Selection –
(begin)

# My Sulcata's are breeding



## Some-Guy (Oct 18, 2014)

I have two Sulcata's, only six years old and the last month they have been breeding. They're both pretty good size for only being six years old but isn't that too young for her to lay eggs?


----------



## wellington (Oct 18, 2014)

Not sure if they are too young or not, I think it is though. However, I think you should seperate them, he may try breeding her to death if there are only the two. Pairs dont do go good together in most species.


----------



## G-stars (Oct 18, 2014)

Agreed sometimes mounting is a sign of domination. 


— Gus


----------



## russian/sulcata/tortoise (Oct 18, 2014)

for torts its size that indicates when they can breed. also wellington is right you should never keep 2 sulcatas together.


----------



## Yellow Turtle01 (Oct 18, 2014)

russian/sulcata/tortoise said:


> for torts its size that indicates when they can breed. also wellington is right you should never keep 2 sulcatas together.


It really depends on the malevsfemal ratio, more females=less stress on one. And, of course, the yard size


----------



## Yellow Turtle01 (Oct 18, 2014)

Yes, she might get very stressed out! Male torts can get very harassing. 
Also, even if the eggs aren't fertile (let's take a looksee at if they were) Sulcata's lay A LOT of eggs. You could expect 30+ babies running around in a few months... there is also a pretty big crisis with 'captive' sulcata's right now, no one wants them when they get big, so they are way too many looking for homes right now. In a few years, your little babes might end back up on the market because someone didn't do the research


----------



## Yvonne G (Oct 18, 2014)

You may not even have a male and a female. When two tortoises are kept together you always have a dominant and a submissive. Tortoises are territorial and they don't want other tortoises in their territory. Besides fighting and turning each other over, mounting is part of the dominance show.

If you DO have a female, she might not be big enough to pass eggs and may become egg bound. 

It's really not a good idea to keep two in the same yard.


----------



## Some-Guy (Oct 18, 2014)

Thanks for all the advice, I didn't even know they were male and female, they were both babies when I got them, they sure grew fast in six years! if she is going to lay eggs I will have to build another pen for her, they are currently together but no place for her to dig, the bottom is paved, it's a pretty large pen surrounded by cinder blocks and a house for them to go into.


----------



## Yvonne G (Oct 18, 2014)

Wow! You've done a real nice job raising them up. They look beautiful! If you'll turn them over and take a picture of their undersides including the tail, we can tell you if you have males or females or one of each.


----------



## Tom (Oct 18, 2014)

They should not be living as a pair. It is pretty unusual that you have not had more problems before now, so you've been lucky.

Males can reproduce at 14" and this can happen in as little as two years in some cases. Females can reproduce typically at 17-18", but on rare occasion 15". THis can happen as early as 3-4 years. I have a 19" 4 year old female right now.

(end)

Direction 1 –
Rewrite the records with "keypoint" replaced by "marker" and nothing else changed, starting at the beginning of the records and ending after the line that has "column 727, row 378". Leave the pictures out of your answer.
The forum thread and the records are unrelated to each other.

Records pointing to objects in photos
(begin)

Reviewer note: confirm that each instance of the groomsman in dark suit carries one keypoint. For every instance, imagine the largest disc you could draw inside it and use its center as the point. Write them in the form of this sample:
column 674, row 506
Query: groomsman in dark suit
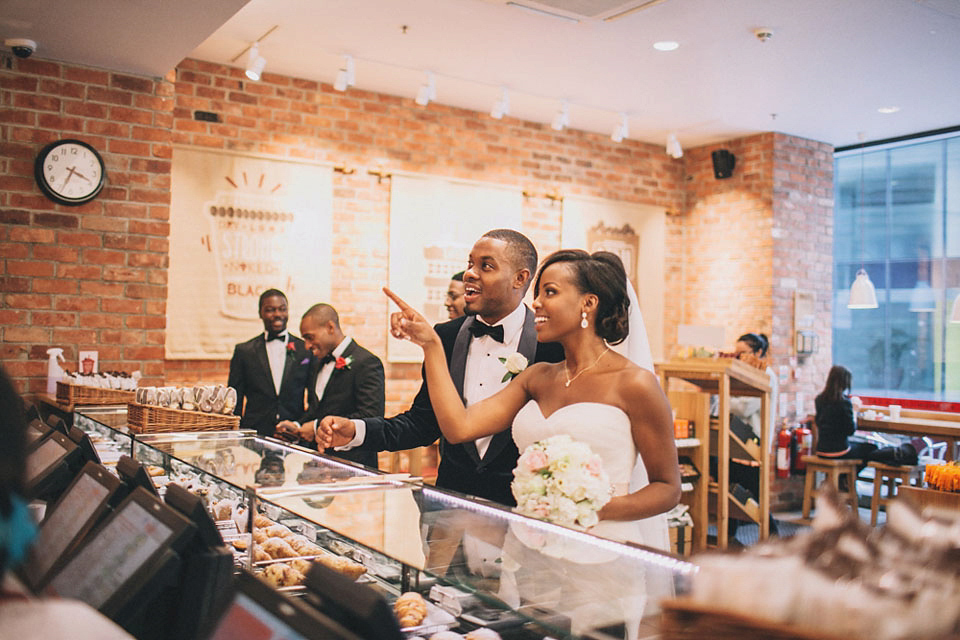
column 270, row 371
column 345, row 380
column 497, row 325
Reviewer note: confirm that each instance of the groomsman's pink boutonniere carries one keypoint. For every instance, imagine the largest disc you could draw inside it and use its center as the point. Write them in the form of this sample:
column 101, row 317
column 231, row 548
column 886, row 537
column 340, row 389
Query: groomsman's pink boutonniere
column 514, row 364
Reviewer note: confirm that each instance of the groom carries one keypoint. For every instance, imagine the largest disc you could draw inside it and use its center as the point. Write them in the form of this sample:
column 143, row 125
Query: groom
column 497, row 325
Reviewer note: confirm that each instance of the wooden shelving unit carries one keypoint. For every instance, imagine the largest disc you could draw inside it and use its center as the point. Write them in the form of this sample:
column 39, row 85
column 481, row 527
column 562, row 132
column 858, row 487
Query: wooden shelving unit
column 694, row 406
column 727, row 378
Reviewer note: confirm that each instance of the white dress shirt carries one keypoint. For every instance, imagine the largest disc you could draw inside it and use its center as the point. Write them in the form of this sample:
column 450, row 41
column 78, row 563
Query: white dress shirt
column 276, row 356
column 327, row 370
column 484, row 371
column 482, row 375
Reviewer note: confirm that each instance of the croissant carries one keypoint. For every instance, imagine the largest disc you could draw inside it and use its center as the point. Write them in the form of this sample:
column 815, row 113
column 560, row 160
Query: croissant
column 410, row 609
column 279, row 548
column 282, row 575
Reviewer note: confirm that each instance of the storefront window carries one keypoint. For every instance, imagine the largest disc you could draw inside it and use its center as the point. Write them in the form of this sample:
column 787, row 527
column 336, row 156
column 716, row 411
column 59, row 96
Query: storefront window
column 897, row 215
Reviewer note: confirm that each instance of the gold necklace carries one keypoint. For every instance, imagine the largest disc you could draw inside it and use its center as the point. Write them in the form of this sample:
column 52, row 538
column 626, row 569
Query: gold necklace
column 579, row 373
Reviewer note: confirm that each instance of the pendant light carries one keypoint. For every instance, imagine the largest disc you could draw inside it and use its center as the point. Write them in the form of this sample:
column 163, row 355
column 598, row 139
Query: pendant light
column 863, row 295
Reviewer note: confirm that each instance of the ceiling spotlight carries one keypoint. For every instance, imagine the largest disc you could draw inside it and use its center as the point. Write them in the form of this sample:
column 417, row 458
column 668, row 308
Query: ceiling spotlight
column 622, row 130
column 562, row 118
column 255, row 62
column 427, row 91
column 346, row 77
column 666, row 45
column 674, row 150
column 502, row 106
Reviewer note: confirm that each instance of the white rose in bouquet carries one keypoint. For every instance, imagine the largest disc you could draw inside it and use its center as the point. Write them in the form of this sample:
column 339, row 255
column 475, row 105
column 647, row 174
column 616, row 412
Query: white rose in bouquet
column 562, row 481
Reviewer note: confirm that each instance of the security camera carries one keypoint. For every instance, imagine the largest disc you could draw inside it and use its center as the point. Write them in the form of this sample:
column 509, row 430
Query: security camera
column 22, row 47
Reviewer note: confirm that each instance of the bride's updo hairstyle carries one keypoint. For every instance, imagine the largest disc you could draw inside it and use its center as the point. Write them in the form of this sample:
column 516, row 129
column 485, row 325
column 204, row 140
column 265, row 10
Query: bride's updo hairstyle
column 601, row 274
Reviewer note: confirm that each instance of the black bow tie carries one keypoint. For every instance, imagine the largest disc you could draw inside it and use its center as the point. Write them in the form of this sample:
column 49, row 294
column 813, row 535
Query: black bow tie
column 479, row 329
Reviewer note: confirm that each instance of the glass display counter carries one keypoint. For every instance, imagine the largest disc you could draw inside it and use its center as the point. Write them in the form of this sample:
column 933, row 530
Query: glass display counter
column 476, row 564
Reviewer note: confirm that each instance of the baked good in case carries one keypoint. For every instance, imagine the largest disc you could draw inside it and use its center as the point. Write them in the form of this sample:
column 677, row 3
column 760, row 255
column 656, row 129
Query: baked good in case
column 282, row 575
column 349, row 568
column 300, row 564
column 279, row 548
column 410, row 609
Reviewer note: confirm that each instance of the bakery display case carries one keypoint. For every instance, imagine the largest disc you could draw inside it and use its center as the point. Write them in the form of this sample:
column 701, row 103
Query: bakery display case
column 446, row 563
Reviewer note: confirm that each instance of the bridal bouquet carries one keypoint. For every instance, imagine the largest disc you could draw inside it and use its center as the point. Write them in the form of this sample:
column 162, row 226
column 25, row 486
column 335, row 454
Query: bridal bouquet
column 562, row 481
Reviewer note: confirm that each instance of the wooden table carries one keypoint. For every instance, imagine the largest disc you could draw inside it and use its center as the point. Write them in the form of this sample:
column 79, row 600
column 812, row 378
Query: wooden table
column 948, row 430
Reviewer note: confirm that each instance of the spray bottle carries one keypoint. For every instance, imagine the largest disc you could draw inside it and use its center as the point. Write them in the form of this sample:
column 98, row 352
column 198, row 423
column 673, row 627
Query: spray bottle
column 54, row 370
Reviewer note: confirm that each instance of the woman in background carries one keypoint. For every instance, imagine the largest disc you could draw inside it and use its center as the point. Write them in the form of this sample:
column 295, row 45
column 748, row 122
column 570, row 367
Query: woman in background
column 835, row 423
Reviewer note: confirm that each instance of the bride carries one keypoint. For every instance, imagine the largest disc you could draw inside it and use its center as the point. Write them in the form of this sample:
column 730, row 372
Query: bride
column 596, row 395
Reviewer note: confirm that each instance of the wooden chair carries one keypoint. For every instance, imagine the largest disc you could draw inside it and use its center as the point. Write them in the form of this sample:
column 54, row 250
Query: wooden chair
column 833, row 468
column 889, row 474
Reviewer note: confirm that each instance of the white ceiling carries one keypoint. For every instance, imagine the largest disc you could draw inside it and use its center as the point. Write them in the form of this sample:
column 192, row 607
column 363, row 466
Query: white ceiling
column 828, row 67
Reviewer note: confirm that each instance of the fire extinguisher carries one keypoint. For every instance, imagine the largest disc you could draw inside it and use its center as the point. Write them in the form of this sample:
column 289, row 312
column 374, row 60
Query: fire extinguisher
column 783, row 452
column 804, row 447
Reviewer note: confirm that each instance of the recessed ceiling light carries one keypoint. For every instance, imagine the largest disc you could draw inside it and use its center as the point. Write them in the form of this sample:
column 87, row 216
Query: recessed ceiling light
column 666, row 45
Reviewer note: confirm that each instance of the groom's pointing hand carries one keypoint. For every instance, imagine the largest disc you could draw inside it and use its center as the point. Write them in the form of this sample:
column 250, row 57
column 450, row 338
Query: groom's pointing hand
column 407, row 324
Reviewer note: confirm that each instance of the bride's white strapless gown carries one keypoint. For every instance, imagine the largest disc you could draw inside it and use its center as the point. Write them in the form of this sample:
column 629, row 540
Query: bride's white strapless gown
column 595, row 587
column 606, row 430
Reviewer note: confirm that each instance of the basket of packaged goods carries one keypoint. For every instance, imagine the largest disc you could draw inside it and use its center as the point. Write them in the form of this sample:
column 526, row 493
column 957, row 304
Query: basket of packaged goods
column 71, row 393
column 201, row 408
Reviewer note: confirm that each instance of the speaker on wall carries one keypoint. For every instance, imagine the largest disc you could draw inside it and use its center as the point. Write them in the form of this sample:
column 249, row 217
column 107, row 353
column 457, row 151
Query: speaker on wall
column 723, row 163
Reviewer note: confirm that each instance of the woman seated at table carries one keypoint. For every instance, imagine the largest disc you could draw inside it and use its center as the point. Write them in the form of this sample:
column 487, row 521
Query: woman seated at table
column 835, row 424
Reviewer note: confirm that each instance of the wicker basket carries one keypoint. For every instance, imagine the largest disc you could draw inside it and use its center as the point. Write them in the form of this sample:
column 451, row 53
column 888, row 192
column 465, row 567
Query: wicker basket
column 685, row 620
column 79, row 394
column 144, row 418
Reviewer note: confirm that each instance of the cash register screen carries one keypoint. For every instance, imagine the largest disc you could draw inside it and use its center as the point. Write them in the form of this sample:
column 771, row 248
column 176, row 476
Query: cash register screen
column 246, row 619
column 64, row 523
column 113, row 556
column 43, row 457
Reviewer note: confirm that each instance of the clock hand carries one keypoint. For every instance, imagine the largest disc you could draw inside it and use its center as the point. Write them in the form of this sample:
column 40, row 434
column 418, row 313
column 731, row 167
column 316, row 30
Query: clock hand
column 70, row 172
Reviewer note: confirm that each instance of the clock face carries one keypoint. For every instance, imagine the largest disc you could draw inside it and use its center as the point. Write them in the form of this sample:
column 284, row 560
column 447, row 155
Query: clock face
column 70, row 172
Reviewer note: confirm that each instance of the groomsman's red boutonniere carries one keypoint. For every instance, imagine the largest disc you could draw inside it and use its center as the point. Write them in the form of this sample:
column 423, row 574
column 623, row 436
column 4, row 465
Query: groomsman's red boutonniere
column 514, row 364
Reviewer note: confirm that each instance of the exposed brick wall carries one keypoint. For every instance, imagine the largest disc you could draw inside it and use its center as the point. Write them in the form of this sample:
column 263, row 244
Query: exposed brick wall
column 110, row 257
column 95, row 276
column 92, row 276
column 361, row 130
column 803, row 256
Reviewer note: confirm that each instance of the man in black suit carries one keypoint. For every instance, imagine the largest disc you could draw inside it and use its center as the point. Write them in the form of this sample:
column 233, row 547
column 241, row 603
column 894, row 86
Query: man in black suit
column 345, row 380
column 497, row 324
column 270, row 370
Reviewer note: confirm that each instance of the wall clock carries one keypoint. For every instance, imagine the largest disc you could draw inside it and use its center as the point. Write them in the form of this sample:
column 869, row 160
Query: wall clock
column 70, row 172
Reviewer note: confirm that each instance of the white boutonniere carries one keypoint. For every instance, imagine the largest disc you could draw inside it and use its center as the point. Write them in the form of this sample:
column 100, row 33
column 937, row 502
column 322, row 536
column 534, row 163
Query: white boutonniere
column 514, row 364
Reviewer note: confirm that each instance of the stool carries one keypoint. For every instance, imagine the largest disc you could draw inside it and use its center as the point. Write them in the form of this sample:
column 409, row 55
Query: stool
column 889, row 474
column 833, row 468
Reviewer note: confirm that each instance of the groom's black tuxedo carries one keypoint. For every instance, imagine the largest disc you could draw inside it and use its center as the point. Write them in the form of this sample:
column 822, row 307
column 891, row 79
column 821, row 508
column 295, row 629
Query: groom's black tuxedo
column 356, row 391
column 461, row 468
column 250, row 376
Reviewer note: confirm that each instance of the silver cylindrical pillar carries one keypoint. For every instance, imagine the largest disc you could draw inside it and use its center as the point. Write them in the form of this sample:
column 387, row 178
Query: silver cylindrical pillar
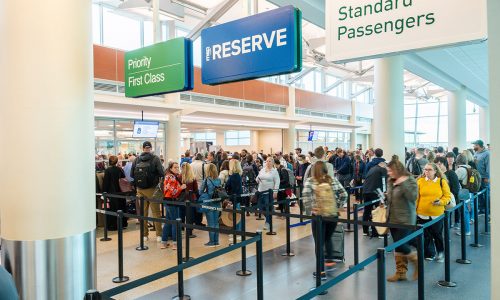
column 47, row 140
column 388, row 119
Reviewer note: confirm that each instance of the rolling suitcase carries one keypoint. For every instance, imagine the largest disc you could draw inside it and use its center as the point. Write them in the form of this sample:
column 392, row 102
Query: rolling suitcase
column 338, row 243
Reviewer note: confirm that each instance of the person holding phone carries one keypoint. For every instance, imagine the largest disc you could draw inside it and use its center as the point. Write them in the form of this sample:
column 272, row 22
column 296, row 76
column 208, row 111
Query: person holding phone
column 433, row 195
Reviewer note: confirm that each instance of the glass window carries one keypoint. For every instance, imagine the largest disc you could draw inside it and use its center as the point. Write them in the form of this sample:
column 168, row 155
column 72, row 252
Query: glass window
column 472, row 127
column 121, row 32
column 427, row 129
column 148, row 33
column 410, row 111
column 96, row 24
column 237, row 138
column 443, row 129
column 428, row 109
column 205, row 137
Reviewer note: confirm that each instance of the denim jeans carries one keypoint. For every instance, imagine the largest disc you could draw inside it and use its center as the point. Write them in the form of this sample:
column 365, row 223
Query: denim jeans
column 213, row 221
column 469, row 215
column 265, row 200
column 170, row 231
column 327, row 232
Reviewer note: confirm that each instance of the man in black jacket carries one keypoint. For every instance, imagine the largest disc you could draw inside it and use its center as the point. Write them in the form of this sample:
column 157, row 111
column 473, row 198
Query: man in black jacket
column 147, row 172
column 376, row 178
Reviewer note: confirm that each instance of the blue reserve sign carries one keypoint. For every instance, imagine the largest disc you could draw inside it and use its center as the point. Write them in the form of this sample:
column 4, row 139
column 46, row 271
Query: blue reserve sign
column 265, row 44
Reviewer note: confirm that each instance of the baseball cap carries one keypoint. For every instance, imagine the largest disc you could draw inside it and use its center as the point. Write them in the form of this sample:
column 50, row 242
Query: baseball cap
column 479, row 143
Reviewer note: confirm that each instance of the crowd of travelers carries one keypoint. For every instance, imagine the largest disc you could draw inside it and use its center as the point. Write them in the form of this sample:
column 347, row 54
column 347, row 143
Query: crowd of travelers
column 416, row 188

(end)

Direction 2 –
In the forum thread, at what size can male Sulcatas reproduce?

Full solution 1 –
Reviewer note: confirm that each instance of the groomsman in dark suit carries one marker. For every instance, imagine the largest disc you could draw inside it and use its center as the point. Write them in the form of this sample:
column 674, row 506
Query: groomsman in dark suit
column 270, row 371
column 345, row 380
column 497, row 325
Reviewer note: confirm that each instance of the groomsman's pink boutonniere carries one marker. For every instance, imagine the largest disc you could draw inside it and use its center as the point. Write them in the form of this sample:
column 101, row 317
column 231, row 548
column 886, row 537
column 340, row 389
Query: groomsman's pink boutonniere
column 514, row 364
Reviewer note: confirm that each instance of the groom carries one marker. For every instance, imagine the largest disc you could draw inside it and use its center as the point. Write them in the form of this sample:
column 143, row 125
Query: groom
column 497, row 325
Reviewer note: confirm that each instance of the wooden shelving unit carries one marker. For every instance, imagine the largest disc you could draw inside it and use its center as the point. Write them in the form of this sample:
column 39, row 85
column 481, row 527
column 562, row 132
column 858, row 487
Query: wooden shelving unit
column 694, row 406
column 727, row 378

Full solution 2 –
At 14 inches.